(Recorded data)

===

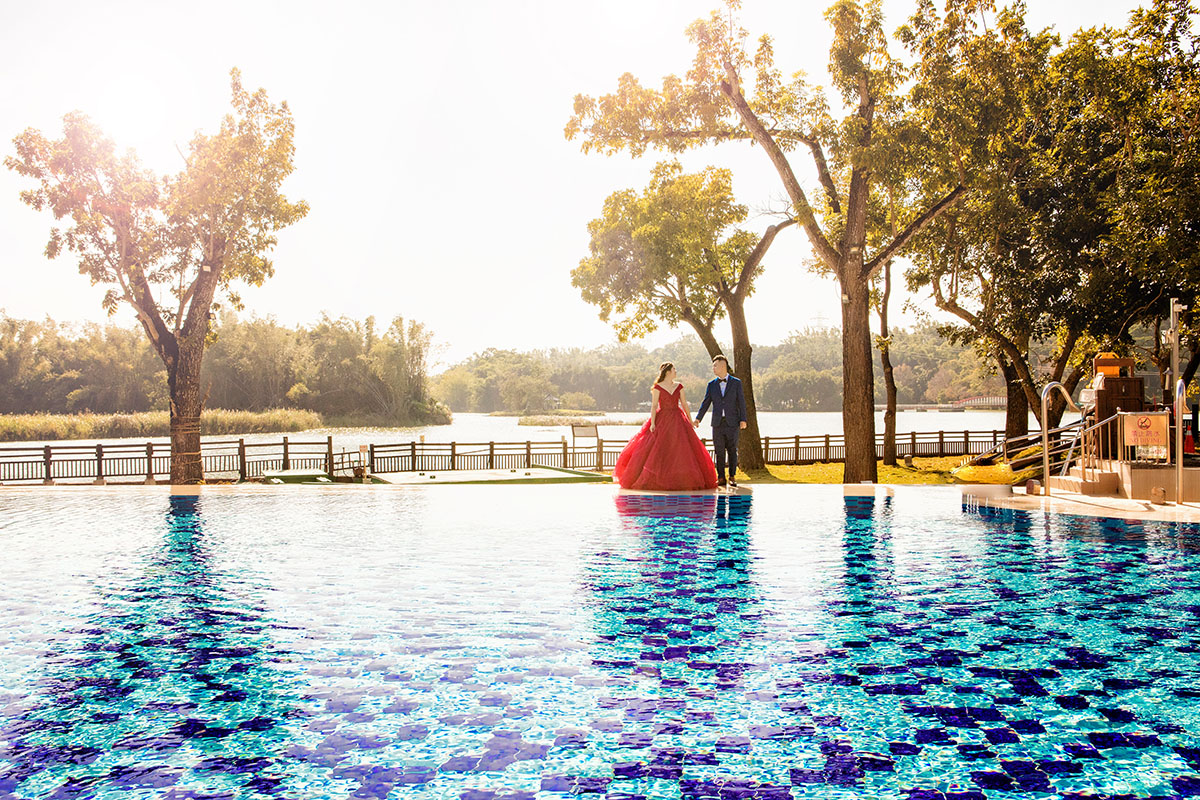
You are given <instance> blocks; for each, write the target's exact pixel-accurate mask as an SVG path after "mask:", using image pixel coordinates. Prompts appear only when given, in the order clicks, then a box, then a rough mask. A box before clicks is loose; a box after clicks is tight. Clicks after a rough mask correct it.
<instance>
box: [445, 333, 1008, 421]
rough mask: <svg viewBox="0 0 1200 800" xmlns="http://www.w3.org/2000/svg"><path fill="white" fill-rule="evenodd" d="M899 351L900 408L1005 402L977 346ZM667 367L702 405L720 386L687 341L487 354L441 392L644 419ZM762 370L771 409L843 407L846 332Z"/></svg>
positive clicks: (466, 395) (790, 337)
mask: <svg viewBox="0 0 1200 800" xmlns="http://www.w3.org/2000/svg"><path fill="white" fill-rule="evenodd" d="M890 351H892V360H893V366H894V369H895V375H896V384H898V390H899V393H898V402H899V403H950V402H954V401H958V399H965V398H967V397H978V396H982V395H985V396H1003V395H1004V383H1003V380H1002V379H1001V378H1000V377H998V375H996V374H995V369H994V367H991V366H989V362H988V361H986V360H984V359H980V357H979V355H978V353H977V351H976V350H974V349H972V348H971V347H965V345H961V344H955V343H953V342H950V341H947V339H946V338H943V337H942V336H940V335H938V332H937V329H936V327H934V326H931V325H926V326H920V327H916V329H913V330H895V331H893V339H892V348H890ZM662 361H672V362H673V363H674V365H676V367H677V369H678V371H679V379H680V381H683V383H684V384H685V385H686V386H688V390H689V392H690V396H691V397H694V398H695V397H698V393H700V391H701V387H702V386H703V385H704V384H706V383H707V381H708V380H709V379H710V378H712V372H710V369H709V362H710V360H709V357H708V349H707V348H706V347H704V345H703V344H702V343H701V342H698V341H697V339H696V338H695V337H685V338H682V339H680V341H678V342H676V343H673V344H670V345H666V347H661V348H658V349H654V350H648V349H647V348H644V347H642V345H640V344H634V343H629V344H613V345H607V347H602V348H595V349H592V350H583V349H570V350H562V349H554V350H542V351H533V353H517V351H515V350H494V349H493V350H486V351H484V353H480V354H476V355H474V356H472V357H470V359H467V360H466V361H463V362H461V363H457V365H455V366H454V367H451V368H449V369H446V371H445V372H443V373H442V374H440V375H438V377H437V378H436V379H434V387H433V392H434V395H436V396H437V397H438V398H439V399H440V401H443V402H445V403H446V404H448V405H449V407H450V408H451V409H452V410H455V411H484V413H490V411H514V413H516V411H524V413H533V411H544V410H547V409H551V408H554V407H559V408H571V409H584V410H589V409H602V410H637V409H638V408H641V407H642V403H644V402H647V398H648V390H649V386H650V384H652V383H653V381H654V375H655V374H656V372H658V366H659V363H661V362H662ZM755 361H756V365H755V371H756V373H757V379H758V381H760V392H758V407H760V408H761V409H763V410H778V411H836V410H839V409H840V408H841V397H842V390H841V374H842V373H841V336H840V332H839V331H836V330H833V329H817V330H806V331H802V332H797V333H793V335H792V336H790V337H787V338H786V339H785V341H784V342H781V343H779V344H775V345H762V344H760V345H756V347H755ZM876 402H878V403H882V402H883V387H882V386H877V387H876Z"/></svg>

===

**Exercise requirements:**
Report all lines above with "instance".

**Exercise response:**
You are given <instance> blocks; for each, write the target's exact pixel-accurate mask as an SVG path after "mask:", using image pixel coordinates. Prompts appear only when given, in the order clicks, then a box, then a rough mask. A box before clicks is loose; a box after clicks is tight. Clicks after a rough mask correct it.
<instance>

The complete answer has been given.